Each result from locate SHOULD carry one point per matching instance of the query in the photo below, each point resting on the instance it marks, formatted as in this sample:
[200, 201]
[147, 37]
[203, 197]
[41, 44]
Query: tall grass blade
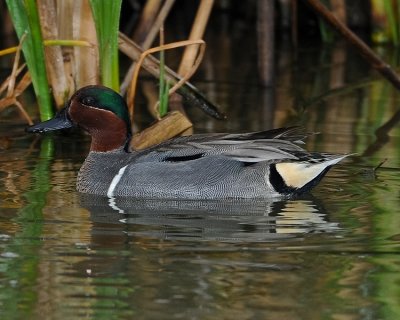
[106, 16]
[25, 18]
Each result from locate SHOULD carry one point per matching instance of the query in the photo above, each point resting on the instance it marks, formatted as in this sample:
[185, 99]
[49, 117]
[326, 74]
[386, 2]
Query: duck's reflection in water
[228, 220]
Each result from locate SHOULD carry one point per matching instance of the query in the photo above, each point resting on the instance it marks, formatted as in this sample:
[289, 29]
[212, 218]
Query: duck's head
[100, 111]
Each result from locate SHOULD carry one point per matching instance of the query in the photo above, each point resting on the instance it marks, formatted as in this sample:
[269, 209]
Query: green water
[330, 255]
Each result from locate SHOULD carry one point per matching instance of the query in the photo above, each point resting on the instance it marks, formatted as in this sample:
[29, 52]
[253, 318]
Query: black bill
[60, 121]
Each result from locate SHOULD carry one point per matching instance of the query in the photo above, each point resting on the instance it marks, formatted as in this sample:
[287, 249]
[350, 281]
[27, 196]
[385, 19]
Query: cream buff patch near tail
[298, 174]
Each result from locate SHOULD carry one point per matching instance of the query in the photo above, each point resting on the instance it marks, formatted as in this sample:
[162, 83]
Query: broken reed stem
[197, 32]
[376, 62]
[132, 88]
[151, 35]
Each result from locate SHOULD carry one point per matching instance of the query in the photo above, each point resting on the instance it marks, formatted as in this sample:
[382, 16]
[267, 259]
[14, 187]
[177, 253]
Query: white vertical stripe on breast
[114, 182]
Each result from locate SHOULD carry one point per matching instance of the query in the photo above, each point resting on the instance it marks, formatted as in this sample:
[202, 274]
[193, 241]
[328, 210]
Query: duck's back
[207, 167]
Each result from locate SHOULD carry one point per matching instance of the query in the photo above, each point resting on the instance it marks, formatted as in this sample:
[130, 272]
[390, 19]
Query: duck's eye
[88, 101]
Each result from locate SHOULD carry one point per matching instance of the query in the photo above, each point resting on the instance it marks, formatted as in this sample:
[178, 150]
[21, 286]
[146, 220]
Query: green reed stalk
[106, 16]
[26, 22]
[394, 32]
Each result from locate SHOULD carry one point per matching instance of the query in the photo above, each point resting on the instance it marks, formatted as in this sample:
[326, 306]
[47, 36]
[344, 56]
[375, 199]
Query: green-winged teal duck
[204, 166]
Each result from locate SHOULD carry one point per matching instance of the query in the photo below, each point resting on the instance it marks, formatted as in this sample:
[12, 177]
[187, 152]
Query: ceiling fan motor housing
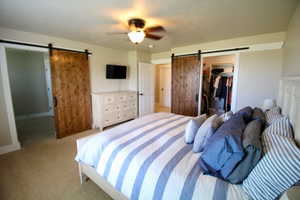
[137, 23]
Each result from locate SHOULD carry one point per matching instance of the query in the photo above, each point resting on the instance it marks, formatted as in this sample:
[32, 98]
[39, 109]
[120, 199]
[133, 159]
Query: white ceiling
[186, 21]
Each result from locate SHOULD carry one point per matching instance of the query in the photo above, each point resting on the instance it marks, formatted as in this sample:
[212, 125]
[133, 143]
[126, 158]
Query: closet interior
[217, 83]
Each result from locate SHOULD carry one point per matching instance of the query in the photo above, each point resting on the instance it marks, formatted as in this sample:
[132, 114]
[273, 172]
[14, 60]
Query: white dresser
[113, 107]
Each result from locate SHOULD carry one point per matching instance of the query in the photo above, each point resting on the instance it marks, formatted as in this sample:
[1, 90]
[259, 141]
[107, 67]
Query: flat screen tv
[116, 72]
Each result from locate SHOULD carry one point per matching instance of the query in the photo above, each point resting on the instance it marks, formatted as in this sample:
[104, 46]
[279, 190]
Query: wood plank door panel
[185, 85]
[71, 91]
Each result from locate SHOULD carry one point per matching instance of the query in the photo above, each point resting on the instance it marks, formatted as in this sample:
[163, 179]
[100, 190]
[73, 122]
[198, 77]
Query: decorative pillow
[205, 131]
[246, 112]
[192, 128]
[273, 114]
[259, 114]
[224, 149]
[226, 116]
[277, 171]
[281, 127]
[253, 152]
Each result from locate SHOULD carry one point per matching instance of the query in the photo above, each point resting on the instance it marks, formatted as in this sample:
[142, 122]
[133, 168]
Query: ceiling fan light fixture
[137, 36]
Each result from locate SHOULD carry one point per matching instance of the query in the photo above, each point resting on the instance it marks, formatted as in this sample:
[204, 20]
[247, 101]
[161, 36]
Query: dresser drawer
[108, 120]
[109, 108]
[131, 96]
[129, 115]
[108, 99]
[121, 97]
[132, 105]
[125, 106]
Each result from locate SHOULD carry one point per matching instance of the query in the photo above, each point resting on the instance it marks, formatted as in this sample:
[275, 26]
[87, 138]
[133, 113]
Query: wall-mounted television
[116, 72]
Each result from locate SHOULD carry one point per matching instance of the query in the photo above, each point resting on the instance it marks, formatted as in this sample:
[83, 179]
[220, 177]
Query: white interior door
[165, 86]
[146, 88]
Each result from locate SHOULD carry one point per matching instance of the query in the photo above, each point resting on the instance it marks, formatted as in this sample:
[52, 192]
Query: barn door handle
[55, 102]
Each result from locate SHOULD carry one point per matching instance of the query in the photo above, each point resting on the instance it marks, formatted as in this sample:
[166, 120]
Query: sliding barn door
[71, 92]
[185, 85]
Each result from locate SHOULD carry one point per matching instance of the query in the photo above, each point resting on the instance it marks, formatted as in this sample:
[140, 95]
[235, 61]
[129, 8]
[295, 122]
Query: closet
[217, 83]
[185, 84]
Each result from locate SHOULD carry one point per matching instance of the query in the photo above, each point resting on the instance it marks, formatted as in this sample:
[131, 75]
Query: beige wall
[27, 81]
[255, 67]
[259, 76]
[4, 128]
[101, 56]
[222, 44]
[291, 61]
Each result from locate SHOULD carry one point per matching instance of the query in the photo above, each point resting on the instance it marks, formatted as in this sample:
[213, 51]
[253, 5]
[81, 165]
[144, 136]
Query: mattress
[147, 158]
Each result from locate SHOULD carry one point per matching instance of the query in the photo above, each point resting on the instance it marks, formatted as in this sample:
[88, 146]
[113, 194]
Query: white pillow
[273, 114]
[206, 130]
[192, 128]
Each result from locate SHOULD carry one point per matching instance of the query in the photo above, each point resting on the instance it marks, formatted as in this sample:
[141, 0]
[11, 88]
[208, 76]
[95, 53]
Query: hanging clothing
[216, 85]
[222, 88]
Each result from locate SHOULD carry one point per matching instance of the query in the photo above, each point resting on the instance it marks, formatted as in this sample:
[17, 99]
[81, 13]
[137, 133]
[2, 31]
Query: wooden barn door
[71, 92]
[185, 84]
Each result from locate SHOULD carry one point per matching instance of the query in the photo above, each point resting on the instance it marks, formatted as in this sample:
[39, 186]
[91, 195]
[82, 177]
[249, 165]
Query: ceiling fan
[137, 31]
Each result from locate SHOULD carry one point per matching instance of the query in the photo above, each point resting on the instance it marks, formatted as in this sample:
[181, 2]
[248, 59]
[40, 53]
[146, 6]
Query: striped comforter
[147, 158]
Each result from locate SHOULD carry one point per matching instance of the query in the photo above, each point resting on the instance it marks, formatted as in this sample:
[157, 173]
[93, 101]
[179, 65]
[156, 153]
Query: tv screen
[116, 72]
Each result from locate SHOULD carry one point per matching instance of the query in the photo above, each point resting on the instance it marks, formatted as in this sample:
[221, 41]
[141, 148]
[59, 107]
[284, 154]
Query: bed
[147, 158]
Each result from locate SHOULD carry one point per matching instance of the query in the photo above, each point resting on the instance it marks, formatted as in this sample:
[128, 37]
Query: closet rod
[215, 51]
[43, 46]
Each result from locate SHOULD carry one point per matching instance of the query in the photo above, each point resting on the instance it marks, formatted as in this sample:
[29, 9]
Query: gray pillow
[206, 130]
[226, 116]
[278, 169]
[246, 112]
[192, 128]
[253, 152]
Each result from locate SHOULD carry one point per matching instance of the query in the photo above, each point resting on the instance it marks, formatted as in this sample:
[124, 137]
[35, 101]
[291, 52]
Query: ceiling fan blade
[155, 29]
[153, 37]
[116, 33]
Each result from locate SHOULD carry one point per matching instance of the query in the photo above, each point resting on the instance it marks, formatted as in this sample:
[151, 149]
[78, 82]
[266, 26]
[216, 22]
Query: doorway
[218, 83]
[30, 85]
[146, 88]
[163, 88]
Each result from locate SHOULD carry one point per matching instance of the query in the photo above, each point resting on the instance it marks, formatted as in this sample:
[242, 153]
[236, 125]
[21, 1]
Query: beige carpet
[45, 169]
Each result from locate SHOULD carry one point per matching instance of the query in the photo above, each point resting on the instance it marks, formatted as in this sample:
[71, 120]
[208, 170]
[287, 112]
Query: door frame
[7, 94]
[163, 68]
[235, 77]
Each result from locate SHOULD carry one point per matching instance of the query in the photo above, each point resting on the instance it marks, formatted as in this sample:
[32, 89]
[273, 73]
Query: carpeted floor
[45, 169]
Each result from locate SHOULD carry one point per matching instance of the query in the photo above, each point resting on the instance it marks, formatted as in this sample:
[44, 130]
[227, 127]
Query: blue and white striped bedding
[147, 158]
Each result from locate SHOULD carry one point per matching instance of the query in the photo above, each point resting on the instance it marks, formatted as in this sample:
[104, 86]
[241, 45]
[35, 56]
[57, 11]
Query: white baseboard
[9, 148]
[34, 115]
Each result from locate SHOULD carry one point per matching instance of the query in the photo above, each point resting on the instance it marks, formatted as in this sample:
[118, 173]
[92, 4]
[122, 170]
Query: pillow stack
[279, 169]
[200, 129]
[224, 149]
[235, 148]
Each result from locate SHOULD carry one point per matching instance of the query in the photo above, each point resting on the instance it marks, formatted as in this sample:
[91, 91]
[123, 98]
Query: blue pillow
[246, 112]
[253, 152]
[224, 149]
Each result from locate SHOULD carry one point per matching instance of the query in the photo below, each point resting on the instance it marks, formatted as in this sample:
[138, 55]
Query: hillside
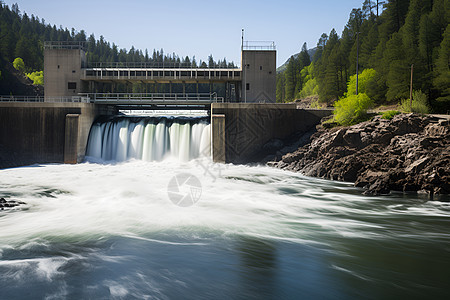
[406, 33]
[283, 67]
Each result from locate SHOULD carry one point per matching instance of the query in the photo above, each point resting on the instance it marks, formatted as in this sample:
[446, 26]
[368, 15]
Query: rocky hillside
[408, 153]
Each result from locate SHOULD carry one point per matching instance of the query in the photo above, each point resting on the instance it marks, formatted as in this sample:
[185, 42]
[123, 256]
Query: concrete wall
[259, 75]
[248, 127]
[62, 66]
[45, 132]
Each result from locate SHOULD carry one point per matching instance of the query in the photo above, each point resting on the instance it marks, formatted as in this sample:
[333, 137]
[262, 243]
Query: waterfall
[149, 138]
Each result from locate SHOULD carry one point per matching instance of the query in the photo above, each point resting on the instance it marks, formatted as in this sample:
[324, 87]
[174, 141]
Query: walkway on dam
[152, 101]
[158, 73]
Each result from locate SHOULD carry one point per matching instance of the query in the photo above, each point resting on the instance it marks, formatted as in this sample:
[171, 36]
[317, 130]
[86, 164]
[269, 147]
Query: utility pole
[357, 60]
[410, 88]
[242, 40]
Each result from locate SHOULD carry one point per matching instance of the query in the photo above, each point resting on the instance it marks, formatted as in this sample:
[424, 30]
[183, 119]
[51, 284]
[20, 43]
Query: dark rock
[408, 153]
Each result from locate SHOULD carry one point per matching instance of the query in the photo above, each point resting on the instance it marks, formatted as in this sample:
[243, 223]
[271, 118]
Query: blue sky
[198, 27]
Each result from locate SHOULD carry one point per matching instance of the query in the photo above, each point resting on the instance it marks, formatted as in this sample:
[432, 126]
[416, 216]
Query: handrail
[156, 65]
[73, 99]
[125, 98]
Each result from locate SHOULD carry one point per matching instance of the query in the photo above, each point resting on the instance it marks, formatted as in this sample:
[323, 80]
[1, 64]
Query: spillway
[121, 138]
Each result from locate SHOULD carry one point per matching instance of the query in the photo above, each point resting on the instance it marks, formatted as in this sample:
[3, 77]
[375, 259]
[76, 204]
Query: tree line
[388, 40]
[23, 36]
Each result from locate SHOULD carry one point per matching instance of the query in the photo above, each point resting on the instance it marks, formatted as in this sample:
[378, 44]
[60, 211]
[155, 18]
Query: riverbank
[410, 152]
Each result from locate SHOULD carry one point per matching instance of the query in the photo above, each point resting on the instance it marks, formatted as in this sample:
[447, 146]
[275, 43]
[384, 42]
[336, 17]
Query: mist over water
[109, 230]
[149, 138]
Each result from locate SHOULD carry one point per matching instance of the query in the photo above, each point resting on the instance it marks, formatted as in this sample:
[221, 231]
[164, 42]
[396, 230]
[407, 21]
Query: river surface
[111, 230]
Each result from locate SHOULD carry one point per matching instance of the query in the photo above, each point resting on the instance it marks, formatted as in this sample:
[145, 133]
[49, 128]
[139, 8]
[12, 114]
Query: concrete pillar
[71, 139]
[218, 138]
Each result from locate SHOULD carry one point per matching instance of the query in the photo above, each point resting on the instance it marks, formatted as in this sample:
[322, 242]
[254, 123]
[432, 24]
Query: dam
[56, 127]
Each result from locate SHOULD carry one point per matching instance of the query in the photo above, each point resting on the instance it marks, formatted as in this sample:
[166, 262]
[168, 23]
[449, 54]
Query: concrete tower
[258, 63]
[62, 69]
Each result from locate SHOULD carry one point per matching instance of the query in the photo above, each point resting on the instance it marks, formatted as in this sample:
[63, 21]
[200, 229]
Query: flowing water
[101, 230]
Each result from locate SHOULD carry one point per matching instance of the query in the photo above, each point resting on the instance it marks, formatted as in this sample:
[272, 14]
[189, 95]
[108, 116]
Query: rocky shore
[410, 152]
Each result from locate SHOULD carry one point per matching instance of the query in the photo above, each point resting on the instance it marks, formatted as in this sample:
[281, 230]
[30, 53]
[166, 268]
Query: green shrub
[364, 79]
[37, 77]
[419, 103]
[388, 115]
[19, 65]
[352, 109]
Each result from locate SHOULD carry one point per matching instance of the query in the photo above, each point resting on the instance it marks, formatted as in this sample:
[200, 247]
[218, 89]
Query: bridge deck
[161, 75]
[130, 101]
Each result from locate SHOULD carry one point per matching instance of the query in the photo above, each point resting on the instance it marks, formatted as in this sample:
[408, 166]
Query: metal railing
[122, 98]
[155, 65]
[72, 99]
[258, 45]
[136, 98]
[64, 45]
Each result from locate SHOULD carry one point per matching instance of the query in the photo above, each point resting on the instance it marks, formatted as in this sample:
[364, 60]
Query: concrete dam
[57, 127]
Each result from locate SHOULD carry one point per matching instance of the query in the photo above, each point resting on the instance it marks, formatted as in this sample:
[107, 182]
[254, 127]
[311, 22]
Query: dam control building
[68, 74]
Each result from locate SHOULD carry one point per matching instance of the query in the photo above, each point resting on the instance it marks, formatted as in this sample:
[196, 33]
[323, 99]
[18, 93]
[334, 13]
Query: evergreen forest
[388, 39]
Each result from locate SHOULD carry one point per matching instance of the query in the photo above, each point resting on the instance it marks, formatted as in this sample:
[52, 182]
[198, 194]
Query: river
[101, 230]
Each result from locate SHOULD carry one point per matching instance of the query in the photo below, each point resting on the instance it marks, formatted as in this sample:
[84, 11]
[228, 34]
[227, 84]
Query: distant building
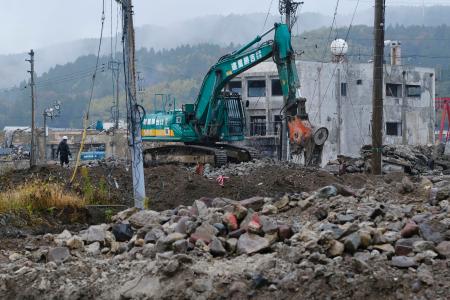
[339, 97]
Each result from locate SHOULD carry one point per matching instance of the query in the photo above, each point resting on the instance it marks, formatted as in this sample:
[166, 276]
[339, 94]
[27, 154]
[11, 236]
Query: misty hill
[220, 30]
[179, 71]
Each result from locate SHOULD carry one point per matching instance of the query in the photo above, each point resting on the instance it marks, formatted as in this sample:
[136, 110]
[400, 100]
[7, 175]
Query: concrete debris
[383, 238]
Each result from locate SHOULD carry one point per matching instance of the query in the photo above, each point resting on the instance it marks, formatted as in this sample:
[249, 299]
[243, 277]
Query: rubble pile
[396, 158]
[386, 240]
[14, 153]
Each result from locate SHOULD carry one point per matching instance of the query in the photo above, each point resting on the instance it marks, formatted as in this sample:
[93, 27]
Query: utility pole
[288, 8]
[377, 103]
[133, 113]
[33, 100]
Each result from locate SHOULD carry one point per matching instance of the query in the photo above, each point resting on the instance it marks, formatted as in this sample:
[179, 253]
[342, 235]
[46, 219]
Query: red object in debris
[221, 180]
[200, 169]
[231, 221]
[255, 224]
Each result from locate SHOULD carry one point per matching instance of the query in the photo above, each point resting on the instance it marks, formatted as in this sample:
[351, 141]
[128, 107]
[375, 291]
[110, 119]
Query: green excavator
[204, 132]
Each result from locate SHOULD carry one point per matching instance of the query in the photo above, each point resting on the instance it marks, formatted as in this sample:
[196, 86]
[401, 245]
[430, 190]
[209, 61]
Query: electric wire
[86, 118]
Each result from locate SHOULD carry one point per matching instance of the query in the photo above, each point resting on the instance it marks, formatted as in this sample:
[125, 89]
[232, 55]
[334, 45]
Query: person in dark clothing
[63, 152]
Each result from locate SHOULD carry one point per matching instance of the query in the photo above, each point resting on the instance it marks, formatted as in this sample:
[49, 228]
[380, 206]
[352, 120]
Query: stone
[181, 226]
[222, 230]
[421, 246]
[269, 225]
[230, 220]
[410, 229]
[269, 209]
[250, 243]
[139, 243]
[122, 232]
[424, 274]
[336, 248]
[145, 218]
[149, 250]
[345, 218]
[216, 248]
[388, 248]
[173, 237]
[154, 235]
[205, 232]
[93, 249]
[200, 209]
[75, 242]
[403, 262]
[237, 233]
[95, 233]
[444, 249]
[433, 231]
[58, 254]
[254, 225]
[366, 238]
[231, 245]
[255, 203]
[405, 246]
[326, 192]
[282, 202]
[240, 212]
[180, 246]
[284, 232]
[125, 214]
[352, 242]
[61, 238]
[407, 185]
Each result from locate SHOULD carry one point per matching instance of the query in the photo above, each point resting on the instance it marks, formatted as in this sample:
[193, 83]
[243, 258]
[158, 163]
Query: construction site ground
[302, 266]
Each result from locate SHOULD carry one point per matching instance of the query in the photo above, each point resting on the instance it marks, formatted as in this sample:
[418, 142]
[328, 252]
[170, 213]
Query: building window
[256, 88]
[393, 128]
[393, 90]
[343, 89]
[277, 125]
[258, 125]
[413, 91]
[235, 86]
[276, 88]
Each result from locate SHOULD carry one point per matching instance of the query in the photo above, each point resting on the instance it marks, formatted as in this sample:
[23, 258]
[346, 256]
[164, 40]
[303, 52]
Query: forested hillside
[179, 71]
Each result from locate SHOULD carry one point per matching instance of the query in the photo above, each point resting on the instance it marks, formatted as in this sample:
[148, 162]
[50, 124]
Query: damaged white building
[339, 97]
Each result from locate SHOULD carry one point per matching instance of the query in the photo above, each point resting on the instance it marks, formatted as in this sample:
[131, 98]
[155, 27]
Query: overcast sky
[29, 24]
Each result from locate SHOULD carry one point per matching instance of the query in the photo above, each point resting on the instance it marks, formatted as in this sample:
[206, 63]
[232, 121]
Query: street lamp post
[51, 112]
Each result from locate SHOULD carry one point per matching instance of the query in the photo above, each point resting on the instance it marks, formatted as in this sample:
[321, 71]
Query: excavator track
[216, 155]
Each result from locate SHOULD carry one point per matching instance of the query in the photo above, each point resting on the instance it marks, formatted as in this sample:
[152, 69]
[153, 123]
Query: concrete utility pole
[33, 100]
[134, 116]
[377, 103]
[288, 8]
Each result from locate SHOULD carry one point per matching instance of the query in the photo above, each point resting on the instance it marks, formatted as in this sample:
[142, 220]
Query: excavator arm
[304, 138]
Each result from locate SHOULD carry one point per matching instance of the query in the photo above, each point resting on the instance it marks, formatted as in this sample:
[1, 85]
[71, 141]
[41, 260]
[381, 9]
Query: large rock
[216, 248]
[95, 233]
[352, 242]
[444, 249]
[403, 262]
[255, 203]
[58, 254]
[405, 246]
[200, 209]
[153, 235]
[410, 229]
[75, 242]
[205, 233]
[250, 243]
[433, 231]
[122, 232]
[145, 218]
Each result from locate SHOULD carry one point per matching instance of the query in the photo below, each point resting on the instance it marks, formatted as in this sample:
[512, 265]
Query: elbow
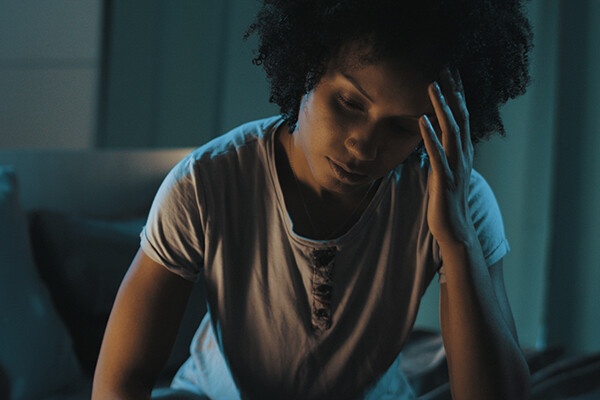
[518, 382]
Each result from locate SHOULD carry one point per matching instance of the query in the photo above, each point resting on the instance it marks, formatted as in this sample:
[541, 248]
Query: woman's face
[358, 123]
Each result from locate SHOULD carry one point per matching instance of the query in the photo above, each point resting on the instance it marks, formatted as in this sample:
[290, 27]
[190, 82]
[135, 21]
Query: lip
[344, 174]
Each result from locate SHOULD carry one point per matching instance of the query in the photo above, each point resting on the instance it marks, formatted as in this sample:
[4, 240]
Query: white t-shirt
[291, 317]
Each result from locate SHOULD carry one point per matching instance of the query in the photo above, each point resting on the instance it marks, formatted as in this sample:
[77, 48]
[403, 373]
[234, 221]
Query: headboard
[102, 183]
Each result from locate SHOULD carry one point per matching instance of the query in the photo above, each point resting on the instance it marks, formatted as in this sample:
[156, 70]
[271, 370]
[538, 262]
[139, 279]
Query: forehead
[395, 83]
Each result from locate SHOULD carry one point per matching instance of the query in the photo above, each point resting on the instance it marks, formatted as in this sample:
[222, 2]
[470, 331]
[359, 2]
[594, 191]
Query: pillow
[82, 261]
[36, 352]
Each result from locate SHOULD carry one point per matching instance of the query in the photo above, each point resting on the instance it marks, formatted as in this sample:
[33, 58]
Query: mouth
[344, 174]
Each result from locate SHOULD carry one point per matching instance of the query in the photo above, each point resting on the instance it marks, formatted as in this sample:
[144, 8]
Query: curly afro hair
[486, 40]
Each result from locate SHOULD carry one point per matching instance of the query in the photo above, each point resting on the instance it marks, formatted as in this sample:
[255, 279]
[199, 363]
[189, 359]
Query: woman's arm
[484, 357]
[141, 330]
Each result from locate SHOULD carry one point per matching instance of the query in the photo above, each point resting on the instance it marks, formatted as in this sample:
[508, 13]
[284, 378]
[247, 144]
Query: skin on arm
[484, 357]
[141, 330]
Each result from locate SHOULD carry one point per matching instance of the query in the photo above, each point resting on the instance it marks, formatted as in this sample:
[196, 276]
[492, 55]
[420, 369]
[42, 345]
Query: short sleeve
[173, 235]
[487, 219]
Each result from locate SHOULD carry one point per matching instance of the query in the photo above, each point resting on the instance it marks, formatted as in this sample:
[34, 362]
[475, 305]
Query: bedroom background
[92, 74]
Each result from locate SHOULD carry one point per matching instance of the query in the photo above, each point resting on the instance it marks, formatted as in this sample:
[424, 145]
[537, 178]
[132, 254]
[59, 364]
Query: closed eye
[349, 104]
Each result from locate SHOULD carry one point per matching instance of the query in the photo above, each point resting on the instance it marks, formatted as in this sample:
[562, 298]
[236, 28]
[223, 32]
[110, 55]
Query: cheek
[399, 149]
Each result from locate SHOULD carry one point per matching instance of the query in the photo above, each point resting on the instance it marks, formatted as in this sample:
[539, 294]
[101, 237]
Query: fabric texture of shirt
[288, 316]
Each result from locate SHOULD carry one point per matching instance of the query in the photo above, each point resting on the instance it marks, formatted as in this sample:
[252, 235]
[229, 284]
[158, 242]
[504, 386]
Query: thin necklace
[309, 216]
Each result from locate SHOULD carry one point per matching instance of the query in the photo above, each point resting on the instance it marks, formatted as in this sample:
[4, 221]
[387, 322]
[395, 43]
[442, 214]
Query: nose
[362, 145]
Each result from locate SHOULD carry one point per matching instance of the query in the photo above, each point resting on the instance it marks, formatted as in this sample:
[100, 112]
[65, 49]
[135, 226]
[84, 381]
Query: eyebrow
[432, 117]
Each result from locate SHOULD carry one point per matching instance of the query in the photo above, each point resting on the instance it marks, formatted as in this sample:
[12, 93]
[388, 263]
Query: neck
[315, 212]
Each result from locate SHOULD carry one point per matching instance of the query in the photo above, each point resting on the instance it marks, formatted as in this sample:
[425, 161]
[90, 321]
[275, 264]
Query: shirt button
--
=== SET PROBLEM ===
Report every line in the rows above that contains the word "clothing" and copy each such line in full.

=== OUTPUT FOR THIS EXERCISE ===
Query: hanging clothing
Query: person in dark clothing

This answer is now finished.